Exercise instructions
Check each line of the data, and copy those where "wooden" appears.

Supplied information
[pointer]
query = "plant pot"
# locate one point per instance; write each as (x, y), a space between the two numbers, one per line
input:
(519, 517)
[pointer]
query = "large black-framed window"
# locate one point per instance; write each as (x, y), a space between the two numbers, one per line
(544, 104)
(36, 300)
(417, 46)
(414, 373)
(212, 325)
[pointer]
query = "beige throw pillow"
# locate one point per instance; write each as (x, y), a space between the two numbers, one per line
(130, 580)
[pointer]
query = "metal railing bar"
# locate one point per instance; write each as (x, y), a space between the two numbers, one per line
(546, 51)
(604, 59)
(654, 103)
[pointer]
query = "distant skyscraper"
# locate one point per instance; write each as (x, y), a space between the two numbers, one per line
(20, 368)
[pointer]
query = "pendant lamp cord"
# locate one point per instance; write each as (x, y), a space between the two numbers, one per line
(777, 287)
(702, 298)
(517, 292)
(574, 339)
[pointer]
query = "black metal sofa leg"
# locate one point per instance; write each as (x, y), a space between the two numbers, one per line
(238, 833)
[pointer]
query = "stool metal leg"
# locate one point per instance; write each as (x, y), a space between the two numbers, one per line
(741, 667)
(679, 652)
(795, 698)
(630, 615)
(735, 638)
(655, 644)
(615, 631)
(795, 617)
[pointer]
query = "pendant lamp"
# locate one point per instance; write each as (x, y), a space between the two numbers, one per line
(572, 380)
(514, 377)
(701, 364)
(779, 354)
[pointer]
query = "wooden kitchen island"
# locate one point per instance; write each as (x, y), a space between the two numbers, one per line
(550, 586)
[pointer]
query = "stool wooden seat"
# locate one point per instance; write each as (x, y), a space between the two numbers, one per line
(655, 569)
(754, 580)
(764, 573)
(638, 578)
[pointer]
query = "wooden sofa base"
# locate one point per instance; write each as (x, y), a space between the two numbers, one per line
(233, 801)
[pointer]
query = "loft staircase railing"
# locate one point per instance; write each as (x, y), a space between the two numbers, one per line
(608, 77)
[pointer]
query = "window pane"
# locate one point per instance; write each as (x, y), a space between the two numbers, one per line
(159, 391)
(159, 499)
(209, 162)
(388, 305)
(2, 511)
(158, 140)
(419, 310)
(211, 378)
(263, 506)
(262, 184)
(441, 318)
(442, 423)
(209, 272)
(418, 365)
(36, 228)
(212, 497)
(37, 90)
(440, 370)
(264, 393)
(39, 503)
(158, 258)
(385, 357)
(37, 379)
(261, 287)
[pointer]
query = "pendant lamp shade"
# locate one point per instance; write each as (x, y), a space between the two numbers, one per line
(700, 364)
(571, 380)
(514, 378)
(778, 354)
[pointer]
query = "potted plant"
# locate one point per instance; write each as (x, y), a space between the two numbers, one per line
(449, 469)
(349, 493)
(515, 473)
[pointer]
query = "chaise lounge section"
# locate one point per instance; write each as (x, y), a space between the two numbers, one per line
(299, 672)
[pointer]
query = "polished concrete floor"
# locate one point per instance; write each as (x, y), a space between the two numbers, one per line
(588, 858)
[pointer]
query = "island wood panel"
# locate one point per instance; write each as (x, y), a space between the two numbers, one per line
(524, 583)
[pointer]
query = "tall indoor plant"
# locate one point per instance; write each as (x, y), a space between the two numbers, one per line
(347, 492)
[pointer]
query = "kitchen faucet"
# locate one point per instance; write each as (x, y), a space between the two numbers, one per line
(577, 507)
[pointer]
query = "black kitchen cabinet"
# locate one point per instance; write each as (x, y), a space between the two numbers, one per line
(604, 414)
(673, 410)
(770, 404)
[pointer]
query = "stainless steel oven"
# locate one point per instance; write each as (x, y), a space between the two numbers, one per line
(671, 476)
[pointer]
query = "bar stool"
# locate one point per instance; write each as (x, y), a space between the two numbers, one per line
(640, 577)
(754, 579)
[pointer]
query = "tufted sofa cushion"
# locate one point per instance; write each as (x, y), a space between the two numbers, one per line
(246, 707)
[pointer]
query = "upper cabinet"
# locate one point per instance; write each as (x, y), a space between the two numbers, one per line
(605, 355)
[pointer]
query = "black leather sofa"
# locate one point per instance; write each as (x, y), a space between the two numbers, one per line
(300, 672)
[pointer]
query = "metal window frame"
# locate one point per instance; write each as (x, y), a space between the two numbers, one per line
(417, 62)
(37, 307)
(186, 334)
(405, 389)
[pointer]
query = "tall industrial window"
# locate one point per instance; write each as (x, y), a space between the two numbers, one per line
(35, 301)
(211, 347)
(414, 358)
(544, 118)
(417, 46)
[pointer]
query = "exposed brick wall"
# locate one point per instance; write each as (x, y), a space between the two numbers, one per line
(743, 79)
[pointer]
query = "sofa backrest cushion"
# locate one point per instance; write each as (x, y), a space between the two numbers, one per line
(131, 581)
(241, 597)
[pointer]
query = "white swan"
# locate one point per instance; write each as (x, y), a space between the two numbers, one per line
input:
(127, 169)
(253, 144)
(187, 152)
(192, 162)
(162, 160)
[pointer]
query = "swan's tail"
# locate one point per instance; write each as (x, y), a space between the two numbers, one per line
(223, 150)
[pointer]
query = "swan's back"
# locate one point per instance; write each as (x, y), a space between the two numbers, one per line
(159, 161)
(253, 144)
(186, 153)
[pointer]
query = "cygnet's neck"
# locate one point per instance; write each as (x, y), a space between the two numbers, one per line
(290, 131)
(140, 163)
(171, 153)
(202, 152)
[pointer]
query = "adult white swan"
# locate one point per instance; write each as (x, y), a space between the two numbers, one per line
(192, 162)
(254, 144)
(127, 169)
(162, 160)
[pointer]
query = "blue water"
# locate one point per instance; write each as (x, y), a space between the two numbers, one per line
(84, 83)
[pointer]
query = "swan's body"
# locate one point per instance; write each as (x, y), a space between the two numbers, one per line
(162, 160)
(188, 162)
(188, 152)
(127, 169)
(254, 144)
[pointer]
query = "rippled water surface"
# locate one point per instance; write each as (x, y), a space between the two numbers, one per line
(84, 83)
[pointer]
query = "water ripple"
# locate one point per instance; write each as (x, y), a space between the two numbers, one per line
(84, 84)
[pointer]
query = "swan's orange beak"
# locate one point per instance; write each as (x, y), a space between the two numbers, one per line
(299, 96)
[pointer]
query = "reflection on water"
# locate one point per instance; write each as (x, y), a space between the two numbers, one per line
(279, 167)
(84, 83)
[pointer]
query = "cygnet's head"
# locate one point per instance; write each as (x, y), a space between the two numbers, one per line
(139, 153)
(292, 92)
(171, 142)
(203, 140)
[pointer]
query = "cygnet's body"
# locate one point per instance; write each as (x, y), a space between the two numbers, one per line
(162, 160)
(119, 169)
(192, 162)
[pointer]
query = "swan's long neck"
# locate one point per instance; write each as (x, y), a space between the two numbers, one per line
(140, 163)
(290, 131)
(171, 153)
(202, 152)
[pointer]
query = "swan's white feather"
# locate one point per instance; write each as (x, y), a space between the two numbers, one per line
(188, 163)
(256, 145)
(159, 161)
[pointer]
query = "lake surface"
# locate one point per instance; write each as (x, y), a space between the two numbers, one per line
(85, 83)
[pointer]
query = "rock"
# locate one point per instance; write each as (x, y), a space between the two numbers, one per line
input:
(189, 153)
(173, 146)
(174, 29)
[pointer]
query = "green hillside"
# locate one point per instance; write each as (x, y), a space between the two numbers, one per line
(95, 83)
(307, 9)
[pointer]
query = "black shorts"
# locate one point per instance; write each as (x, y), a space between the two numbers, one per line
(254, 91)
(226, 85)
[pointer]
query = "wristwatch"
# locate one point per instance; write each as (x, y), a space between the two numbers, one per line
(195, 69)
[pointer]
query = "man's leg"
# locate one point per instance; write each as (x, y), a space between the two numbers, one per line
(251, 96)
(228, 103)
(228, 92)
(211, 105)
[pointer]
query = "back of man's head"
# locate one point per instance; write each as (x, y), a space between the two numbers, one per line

Result of the task
query = "wooden kitchen island"
query = "stool wooden seat"
query = "wooden sofa base"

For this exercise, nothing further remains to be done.